- _Task_:
Render the following material again verbatim, leaving nothing out.

● ● ● ● ● ● ●

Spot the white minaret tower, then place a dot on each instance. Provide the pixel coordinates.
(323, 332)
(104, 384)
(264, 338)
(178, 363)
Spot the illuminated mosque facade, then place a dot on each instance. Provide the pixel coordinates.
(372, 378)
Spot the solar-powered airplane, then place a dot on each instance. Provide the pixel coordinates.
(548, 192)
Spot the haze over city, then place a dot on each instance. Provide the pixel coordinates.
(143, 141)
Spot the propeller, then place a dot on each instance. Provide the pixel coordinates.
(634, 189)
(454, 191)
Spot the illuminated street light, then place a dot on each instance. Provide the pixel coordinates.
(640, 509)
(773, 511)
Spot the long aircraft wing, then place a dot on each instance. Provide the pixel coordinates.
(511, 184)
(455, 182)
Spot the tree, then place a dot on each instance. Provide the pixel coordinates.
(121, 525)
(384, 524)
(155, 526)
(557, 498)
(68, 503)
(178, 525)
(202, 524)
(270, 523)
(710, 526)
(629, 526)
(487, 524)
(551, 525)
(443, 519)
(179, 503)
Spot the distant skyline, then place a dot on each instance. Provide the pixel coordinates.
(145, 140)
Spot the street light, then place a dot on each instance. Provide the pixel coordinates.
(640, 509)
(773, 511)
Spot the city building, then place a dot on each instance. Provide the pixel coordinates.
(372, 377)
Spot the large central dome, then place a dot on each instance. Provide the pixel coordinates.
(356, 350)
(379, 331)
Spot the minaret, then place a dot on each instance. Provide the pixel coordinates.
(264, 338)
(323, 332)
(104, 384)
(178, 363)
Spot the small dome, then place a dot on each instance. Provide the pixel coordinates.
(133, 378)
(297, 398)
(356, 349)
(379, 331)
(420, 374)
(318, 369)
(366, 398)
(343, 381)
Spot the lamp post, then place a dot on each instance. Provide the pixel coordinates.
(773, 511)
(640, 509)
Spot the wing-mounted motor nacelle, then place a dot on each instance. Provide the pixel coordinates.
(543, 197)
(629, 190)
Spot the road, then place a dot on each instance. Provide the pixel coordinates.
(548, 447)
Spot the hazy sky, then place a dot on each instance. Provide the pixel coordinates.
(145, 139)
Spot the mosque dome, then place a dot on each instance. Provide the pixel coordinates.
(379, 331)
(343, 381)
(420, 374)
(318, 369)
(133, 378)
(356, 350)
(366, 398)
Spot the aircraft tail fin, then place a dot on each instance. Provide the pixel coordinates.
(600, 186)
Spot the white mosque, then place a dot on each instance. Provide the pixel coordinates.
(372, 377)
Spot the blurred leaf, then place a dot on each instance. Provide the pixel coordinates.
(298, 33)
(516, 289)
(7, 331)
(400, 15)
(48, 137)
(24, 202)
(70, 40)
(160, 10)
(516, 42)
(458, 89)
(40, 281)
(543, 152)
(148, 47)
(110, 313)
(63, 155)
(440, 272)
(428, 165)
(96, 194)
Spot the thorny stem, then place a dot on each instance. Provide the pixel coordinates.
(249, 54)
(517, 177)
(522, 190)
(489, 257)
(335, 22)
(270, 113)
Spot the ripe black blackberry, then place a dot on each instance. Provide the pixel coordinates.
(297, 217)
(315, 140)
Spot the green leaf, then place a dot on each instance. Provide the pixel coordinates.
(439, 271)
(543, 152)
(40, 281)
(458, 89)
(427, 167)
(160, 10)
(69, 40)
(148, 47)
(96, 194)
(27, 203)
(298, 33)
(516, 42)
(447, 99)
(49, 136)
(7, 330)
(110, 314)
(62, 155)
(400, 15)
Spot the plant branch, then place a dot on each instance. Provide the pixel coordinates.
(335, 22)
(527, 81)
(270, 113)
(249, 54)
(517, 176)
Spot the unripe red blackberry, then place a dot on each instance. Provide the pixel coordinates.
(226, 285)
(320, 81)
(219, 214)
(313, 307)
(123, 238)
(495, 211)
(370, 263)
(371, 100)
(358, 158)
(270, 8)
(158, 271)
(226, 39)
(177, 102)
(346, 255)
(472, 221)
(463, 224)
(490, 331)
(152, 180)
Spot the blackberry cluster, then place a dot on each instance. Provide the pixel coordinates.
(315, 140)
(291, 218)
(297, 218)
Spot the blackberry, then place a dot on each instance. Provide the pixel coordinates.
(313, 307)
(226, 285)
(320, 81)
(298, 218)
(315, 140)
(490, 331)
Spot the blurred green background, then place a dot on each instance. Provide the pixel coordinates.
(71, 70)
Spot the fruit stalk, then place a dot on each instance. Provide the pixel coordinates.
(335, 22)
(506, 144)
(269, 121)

● ● ● ● ● ● ●

- _Solved problem_:
Spot the white minaret tower, then place a dot on each instance. Provide the pixel coordinates.
(323, 332)
(104, 384)
(264, 338)
(178, 363)
Spot the illuminated mosque facade, then place a dot on each instance. Provide the pixel coordinates.
(372, 378)
Spot the solar-powered airplane, then place a dot on each instance. Provide the pixel coordinates.
(548, 192)
Spot the haze over city, then place a dot on each instance. Provide the pixel coordinates.
(143, 141)
Spot the propeller, then place a dot on each instance. Provide the pixel coordinates.
(634, 189)
(454, 191)
Spot the illuminated street light, then place a dot on each instance. Provide the pixel coordinates.
(640, 509)
(773, 511)
Spot the long aircraft wing, then place a dot on each instance. Provide the pixel coordinates.
(511, 184)
(455, 182)
Spot the tree, then place a dot on each instance. Provide the pixel coordinates.
(121, 525)
(384, 524)
(155, 526)
(557, 498)
(68, 503)
(178, 525)
(202, 524)
(270, 523)
(710, 526)
(629, 526)
(487, 524)
(551, 525)
(443, 519)
(179, 503)
Spot the distant skyline, then place a dot on each instance. Provide the pixel coordinates.
(145, 140)
Spot the street light, then place a dot on each instance. Provide the pixel coordinates.
(640, 509)
(773, 511)
Spot the city building, then place a dot on each instance. Provide the pixel coordinates.
(372, 377)
Spot the large central dome, then place a dot on each instance. Provide the pixel coordinates.
(356, 350)
(379, 331)
Spot the minaret, then place a dot on each instance. Provide the pixel coordinates.
(264, 338)
(323, 332)
(104, 384)
(178, 363)
Spot the small dome, then place a dot on each instance. Provide the pixel coordinates.
(133, 378)
(297, 398)
(356, 349)
(379, 331)
(420, 374)
(318, 369)
(366, 398)
(343, 381)
Spot the lamp post, then place a dot on each instance. Provide the pixel coordinates.
(773, 511)
(640, 509)
Spot the wing-mounted motor nacelle, then place a dot on each instance. Provide the pixel coordinates.
(543, 197)
(629, 190)
Spot the road, then place a dot on each instance. Provide the pixel coordinates.
(548, 447)
Spot the hazy sky, then place a dot on each instance. Provide the pixel coordinates.
(145, 139)
Spot the mosque dome, then place a dot on each instance. Provide the pixel coordinates.
(379, 331)
(343, 381)
(420, 374)
(318, 369)
(133, 378)
(356, 350)
(366, 398)
Spot the aircraft tail fin, then place a dot on each instance. Provide the pixel coordinates.
(600, 186)
Spot the white mosque, then place a dot on each instance. Provide the pixel coordinates.
(372, 377)
Spot the blurred leaf, then place a dot on each instance. Provide the pixel coordinates.
(298, 33)
(516, 289)
(7, 331)
(400, 15)
(48, 137)
(24, 202)
(70, 40)
(160, 10)
(516, 42)
(458, 89)
(40, 281)
(543, 152)
(148, 47)
(110, 313)
(63, 155)
(440, 272)
(428, 165)
(96, 194)
Spot the thorny stem, then place a dot on each instance. Provide the pixel coordinates.
(249, 54)
(517, 177)
(522, 190)
(489, 257)
(335, 22)
(270, 113)
Spot the ripe black blackberry, then place a dot on each instance. Provide the pixel coordinates.
(297, 217)
(315, 140)
Spot the green leaf, then place a dot on each instance. Provide the pixel coordinates.
(439, 271)
(543, 152)
(40, 281)
(458, 89)
(427, 167)
(160, 10)
(69, 40)
(148, 47)
(96, 194)
(27, 203)
(298, 33)
(516, 42)
(447, 99)
(49, 136)
(7, 330)
(110, 314)
(62, 155)
(400, 15)
Spot the plant branch, then place a dot on each instance. Provide the pixel coordinates.
(335, 22)
(527, 81)
(270, 113)
(249, 54)
(517, 176)
Spot the unripe red blackberry, then place a dot on each instance. Provide the pixel coordinates.
(226, 285)
(320, 81)
(219, 214)
(313, 307)
(123, 238)
(495, 211)
(370, 263)
(371, 100)
(358, 158)
(270, 8)
(158, 271)
(226, 39)
(177, 102)
(346, 255)
(472, 221)
(463, 224)
(490, 331)
(152, 180)
Spot the blackberry cluster, then place a dot on each instance. Provide the pixel coordinates.
(315, 140)
(291, 218)
(297, 218)
Spot the blackberry, then place a dot on each instance. Provide the pixel coordinates.
(313, 307)
(226, 285)
(320, 81)
(298, 218)
(315, 140)
(490, 331)
Spot the blurred green background, then place a dot on each instance. Provide the pixel coordinates.
(71, 70)
Spot the fruit stalk, then place a dot on each instance. Provide the pixel coordinates.
(335, 22)
(506, 144)
(269, 121)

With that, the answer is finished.